Referring expression pointing data:

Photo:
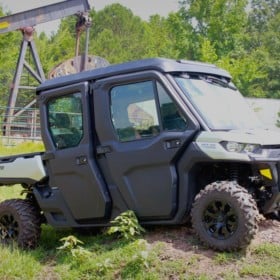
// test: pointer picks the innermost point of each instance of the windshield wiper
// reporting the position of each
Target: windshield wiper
(217, 81)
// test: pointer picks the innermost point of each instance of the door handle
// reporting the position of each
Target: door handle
(101, 150)
(81, 160)
(173, 143)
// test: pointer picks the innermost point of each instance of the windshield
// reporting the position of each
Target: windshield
(218, 102)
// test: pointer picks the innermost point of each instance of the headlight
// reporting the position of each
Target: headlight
(240, 147)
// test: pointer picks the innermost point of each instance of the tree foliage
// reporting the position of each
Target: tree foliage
(241, 36)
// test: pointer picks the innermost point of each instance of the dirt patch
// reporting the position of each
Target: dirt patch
(180, 243)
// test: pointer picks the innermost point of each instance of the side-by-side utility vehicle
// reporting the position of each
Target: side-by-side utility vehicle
(167, 139)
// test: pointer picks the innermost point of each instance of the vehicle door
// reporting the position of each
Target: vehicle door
(69, 151)
(142, 127)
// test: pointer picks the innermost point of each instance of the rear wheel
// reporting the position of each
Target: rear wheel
(224, 216)
(20, 223)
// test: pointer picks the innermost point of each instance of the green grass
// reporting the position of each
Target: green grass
(105, 257)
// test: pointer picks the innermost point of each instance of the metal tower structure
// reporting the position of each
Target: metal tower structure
(25, 22)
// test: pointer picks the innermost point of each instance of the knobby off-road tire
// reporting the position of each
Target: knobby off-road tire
(19, 222)
(224, 216)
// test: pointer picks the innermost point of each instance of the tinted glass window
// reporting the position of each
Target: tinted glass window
(134, 111)
(171, 117)
(65, 120)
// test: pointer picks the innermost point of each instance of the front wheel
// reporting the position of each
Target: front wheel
(19, 222)
(224, 216)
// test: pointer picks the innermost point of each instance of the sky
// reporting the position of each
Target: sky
(142, 8)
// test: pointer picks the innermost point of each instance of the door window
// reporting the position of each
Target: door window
(134, 111)
(136, 115)
(171, 117)
(65, 120)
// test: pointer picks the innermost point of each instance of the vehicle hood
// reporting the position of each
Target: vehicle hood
(258, 136)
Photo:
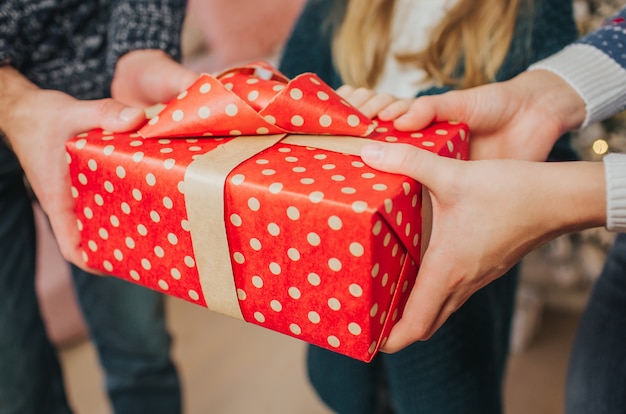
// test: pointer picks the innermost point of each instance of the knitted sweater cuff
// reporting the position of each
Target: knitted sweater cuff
(615, 170)
(145, 24)
(597, 78)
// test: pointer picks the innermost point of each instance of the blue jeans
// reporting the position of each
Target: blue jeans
(459, 370)
(596, 381)
(126, 323)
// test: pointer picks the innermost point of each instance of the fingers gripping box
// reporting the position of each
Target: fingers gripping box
(246, 195)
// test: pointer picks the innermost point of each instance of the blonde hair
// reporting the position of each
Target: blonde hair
(466, 49)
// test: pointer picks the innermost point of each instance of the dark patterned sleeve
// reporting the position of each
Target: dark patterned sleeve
(10, 15)
(145, 24)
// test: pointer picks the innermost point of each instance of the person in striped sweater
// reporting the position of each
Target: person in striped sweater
(507, 203)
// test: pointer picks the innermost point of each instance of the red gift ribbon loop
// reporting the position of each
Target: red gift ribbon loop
(257, 99)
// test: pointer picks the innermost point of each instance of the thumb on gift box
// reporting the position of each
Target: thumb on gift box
(107, 114)
(425, 110)
(421, 165)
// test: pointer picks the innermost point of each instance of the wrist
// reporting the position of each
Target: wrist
(577, 195)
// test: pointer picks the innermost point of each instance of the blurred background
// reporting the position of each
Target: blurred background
(229, 366)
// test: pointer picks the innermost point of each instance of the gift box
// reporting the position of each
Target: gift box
(246, 195)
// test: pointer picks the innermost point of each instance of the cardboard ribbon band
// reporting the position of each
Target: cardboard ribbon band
(256, 100)
(205, 180)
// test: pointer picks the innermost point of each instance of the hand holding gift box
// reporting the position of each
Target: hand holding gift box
(289, 231)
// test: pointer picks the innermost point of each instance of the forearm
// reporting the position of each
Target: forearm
(14, 87)
(549, 97)
(574, 194)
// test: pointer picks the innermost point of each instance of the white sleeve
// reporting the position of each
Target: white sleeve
(615, 170)
(598, 79)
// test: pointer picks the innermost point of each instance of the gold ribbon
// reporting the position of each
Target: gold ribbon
(204, 182)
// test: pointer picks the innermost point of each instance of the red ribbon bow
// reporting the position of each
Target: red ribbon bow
(256, 99)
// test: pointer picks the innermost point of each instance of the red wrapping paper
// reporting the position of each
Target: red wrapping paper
(315, 244)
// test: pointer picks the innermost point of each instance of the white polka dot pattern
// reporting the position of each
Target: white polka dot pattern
(330, 261)
(257, 99)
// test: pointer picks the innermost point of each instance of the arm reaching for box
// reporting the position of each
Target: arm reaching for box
(37, 123)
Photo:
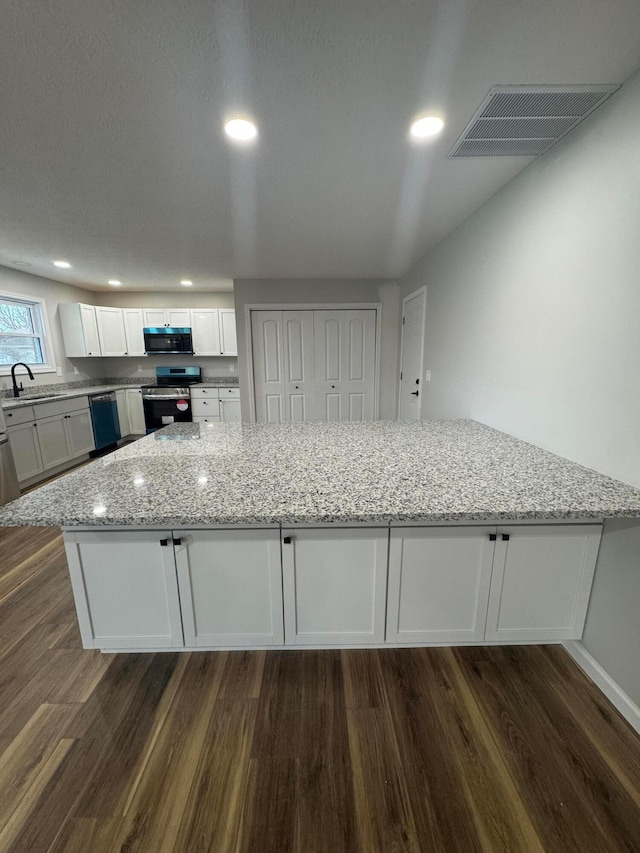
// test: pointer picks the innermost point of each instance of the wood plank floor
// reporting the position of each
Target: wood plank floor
(473, 749)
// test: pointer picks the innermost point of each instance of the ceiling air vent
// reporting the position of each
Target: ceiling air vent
(525, 121)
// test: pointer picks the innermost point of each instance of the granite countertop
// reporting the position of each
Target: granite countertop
(25, 400)
(380, 472)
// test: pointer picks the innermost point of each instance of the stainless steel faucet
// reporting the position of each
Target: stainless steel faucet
(16, 390)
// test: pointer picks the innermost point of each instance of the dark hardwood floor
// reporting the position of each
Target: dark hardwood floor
(465, 750)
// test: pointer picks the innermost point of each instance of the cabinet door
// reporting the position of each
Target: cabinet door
(205, 331)
(135, 411)
(541, 581)
(111, 331)
(25, 448)
(155, 317)
(230, 587)
(438, 584)
(230, 411)
(345, 350)
(52, 436)
(90, 330)
(228, 338)
(79, 432)
(133, 324)
(335, 585)
(125, 589)
(178, 317)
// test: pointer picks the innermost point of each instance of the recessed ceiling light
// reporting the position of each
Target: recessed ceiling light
(241, 129)
(426, 126)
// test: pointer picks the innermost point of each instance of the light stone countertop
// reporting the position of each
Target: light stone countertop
(377, 472)
(25, 400)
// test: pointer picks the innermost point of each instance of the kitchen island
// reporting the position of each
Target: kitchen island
(381, 533)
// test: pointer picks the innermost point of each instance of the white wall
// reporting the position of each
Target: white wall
(534, 302)
(13, 281)
(325, 291)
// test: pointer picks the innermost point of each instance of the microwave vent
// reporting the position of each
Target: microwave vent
(525, 121)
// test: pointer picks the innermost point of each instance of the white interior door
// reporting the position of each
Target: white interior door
(299, 381)
(411, 381)
(345, 350)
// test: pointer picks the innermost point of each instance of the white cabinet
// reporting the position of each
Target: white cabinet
(133, 325)
(135, 411)
(25, 448)
(335, 583)
(79, 330)
(228, 337)
(541, 581)
(52, 438)
(56, 432)
(125, 589)
(111, 332)
(439, 581)
(123, 413)
(205, 331)
(214, 331)
(230, 587)
(176, 317)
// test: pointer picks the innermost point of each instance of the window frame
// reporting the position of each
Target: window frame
(43, 331)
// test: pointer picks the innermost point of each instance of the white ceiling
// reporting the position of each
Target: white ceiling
(112, 154)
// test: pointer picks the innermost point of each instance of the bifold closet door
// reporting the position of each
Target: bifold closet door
(345, 351)
(283, 365)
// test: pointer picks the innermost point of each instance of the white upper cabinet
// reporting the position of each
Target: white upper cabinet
(228, 339)
(176, 317)
(79, 330)
(133, 325)
(214, 331)
(111, 331)
(205, 331)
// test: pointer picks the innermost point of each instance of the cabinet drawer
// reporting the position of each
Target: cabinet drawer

▸ **TASK TO CARRY OUT**
Quote the records above exactly, leaving out any pictures.

▸ **OUTPUT FOR THIS TASK**
Photo:
// test: pointer picks the innermost point of each instance of the windshield wiper
// reporting the position of each
Target: windshield wiper
(217, 81)
// test: pointer picks the innermost point of each instance of the door handle
// reporting the position of each
Target: door handle
(101, 150)
(81, 160)
(173, 143)
// test: pointer picks the innermost point of each instance of the windshield
// reporting the position of each
Target: windshield
(218, 102)
// test: pointer picks the innermost point of each instance of the headlight
// reporting the position of each
Target: headlight
(240, 147)
// test: pointer picks the innermost point of each instance of the tree foliage
// reporting the position of each
Target: tree foliage
(241, 36)
// test: pointer picks the innermost point of each instance of the dirt patch
// reporting the position of each
Target: dirt patch
(180, 243)
// test: pointer picks the innermost point of each instance of the side-by-side utility vehicle
// reporting the position of each
Target: side-by-side utility vehicle
(167, 139)
// test: pointer picks the innermost point of each instance of the vehicle door
// reporting the position of each
Target: vehicle door
(69, 151)
(142, 127)
// test: pointer picks the innermost point of each instance of the rear wheel
// reporting the position of each
Target: rear wheel
(224, 216)
(20, 223)
// test: pointer picks the innermost point of each instance of the green grass
// reporting the position of each
Target: green grass
(105, 257)
// test: pointer picks the innermost point of each instance of the metal tower structure
// reporting the position of each
Target: metal tower structure
(25, 22)
// test: pointer picks the innermost point of each instance of the knobby off-road tire
// reporting the position of each
Target: knobby off-road tire
(19, 222)
(224, 216)
// test: pointer picks the innermost point of each instance of the tinted glass window
// reporting the position of each
Target: tinted glass window
(134, 111)
(171, 117)
(65, 120)
// test: pointer picks the innermost point of each instance of the front wheel
// reporting the position of each
Target: front wheel
(19, 222)
(224, 216)
// test: pointer picks the innermost point of each instance of the sky
// reporting the position of each
Target: sky
(142, 8)
// test: pointer picks the innermost point of each instance of the door window
// reporting the position of each
Target: door window
(134, 111)
(136, 115)
(171, 117)
(65, 120)
// test: pointer picks the innermost point of each instance of the vehicle hood
// reporting the position of each
Target: vehicle hood
(258, 136)
Photo:
// test: pointer picks the innermost point of each instance of the knitted sweater cuff
// reporting the position of each
Target: knitted sweater cuff
(615, 170)
(145, 24)
(597, 78)
// test: pointer picks the innermost point of each instance of the blue jeans
// reporting the position of each
Target: blue jeans
(459, 370)
(596, 381)
(126, 323)
// test: pointer picks the innermost point of each instance of the fingers gripping box
// reporting the position of each
Target: fingers gripping box
(246, 195)
// test: pointer picks the innermost point of each instance of the blonde hair
// reporting the position of each
Target: blonde hair
(466, 49)
// test: pointer picks the innermost point of each instance of the dark patterned sleeve
// reporting the position of each
Target: dark patterned sleeve
(10, 15)
(145, 24)
// test: pointer picks the innermost point of each instance of the person in striped sweater
// reporting the position of each
Target: person in striped sweater
(507, 203)
// test: pointer picks the innermost point of each instance of the red gift ribbon loop
// reporting the position of each
Target: red gift ribbon loop
(257, 99)
// test: pointer picks the innermost point of each instance of the thumb on gift box
// reporting the position of each
Target: thumb on gift box
(107, 114)
(425, 110)
(421, 165)
// test: pointer picks the innermost point of each instance of the wrist
// reporting the position of each
Target: wrist
(577, 195)
// test: pointer picks the innermost point of each instance of the blurred background
// reporting the position of each
Target: blurred background
(229, 366)
// test: pointer picks the innermost point of each instance of the gift box
// reporting the position of each
Target: gift box
(246, 195)
// test: pointer picks the innermost point of each instance of the cardboard ribbon band
// reporting the position of each
Target: cardboard ribbon band
(256, 100)
(205, 180)
// test: pointer picks the innermost point of each instance of the hand holding gift box
// reporting the position of each
Target: hand holding gift box
(289, 231)
// test: pointer picks the innermost point of each instance of the forearm
// reporting the position of each
Target: forearm
(14, 87)
(549, 97)
(574, 194)
// test: pointer picks the innermost point of each instance of the white sleeve
// reporting the position of each
Target: white sleeve
(615, 170)
(598, 79)
// test: pointer picks the innermost point of each instance of the gold ribbon
// reporting the position of each
Target: gold ribbon
(204, 182)
// test: pointer picks the innermost point of each instance of the red ribbon bow
// reporting the position of each
Target: red ribbon bow
(256, 99)
// test: pointer picks the innermost point of each instance of the red wrapping paper
// reporting the position of each
Target: red wrapping paper
(315, 244)
// test: pointer picks the innermost point of each instance of the white polka dot pattern
// reporting the position of each
Target: white polka dot pattern
(330, 261)
(257, 99)
// test: pointer picks the innermost point of each instance of the arm reaching for box
// reporting the position of each
Target: arm reaching for box
(37, 123)
Photo:
// test: pointer picks the innermost point of each instance of the wood plank floor
// reporting the position of each
Target: wood plank floor
(473, 749)
// test: pointer picks the innermost point of each instance of the ceiling air vent
// reporting the position of each
Target: ceiling air vent
(525, 121)
// test: pointer picks the innermost point of each instance of the granite countertop
// reporting the position of each
Target: granite countertop
(25, 400)
(380, 472)
// test: pointer picks the innermost point of each instance of the stainless steel faucet
// reporting the position of each
Target: stainless steel faucet
(16, 390)
// test: pointer picks the innermost point of each instance of the dark hardwood floor
// reporting the position of each
Target: dark hardwood floor
(465, 750)
// test: pointer picks the innermost point of each instance of the cabinet door
// reporting the position of each
Target: cabinet door
(205, 331)
(135, 411)
(541, 581)
(111, 331)
(25, 448)
(155, 317)
(230, 587)
(438, 584)
(230, 411)
(345, 350)
(52, 436)
(90, 330)
(228, 338)
(79, 432)
(133, 324)
(335, 585)
(125, 589)
(178, 317)
// test: pointer picks the innermost point of each instance of the recessed ceiling light
// reporting the position of each
Target: recessed ceiling light
(241, 129)
(426, 126)
// test: pointer picks the innermost point of each instance of the light stone countertop
// reporting the position of each
Target: light stone countertop
(377, 472)
(25, 400)
// test: pointer picks the innermost point of each instance of the kitchen island
// reporting the position of each
Target: kitchen island
(381, 533)
// test: pointer picks the innermost point of each instance of the white wall
// reporting the position of each
Target: white wall
(534, 302)
(13, 281)
(325, 291)
// test: pointer picks the innermost point of each instance of the microwave vent
// reporting the position of each
Target: microwave vent
(525, 121)
// test: pointer picks the innermost point of each instance of the white interior door
// reporting the position of each
Target: white interior door
(299, 381)
(411, 381)
(345, 350)
// test: pointer picks the innermost point of each instance of the white cabinet
// reporting the position of each
Target: white cabinet
(133, 325)
(135, 411)
(25, 448)
(335, 583)
(79, 330)
(228, 337)
(541, 581)
(52, 438)
(56, 432)
(125, 589)
(111, 332)
(439, 581)
(123, 413)
(205, 331)
(214, 331)
(230, 587)
(176, 317)
// test: pointer picks the innermost point of each instance of the window frame
// reporting the position of each
Target: window frame
(43, 331)
// test: pointer picks the innermost point of each instance of the white ceiling
// reporting the position of each
Target: white ceiling
(112, 154)
// test: pointer picks the innermost point of each instance of the bifold closet door
// reporting the position of each
Target: bifold closet door
(345, 351)
(283, 365)
// test: pointer picks the innermost point of each instance of the white upper cabinet
// reporting the position of each
Target: white upper cabinet
(228, 339)
(176, 317)
(79, 330)
(133, 325)
(214, 331)
(111, 331)
(205, 331)
// test: pointer picks the innermost point of each instance of the cabinet drawer
// reporting the position of each
Target: cabinet drawer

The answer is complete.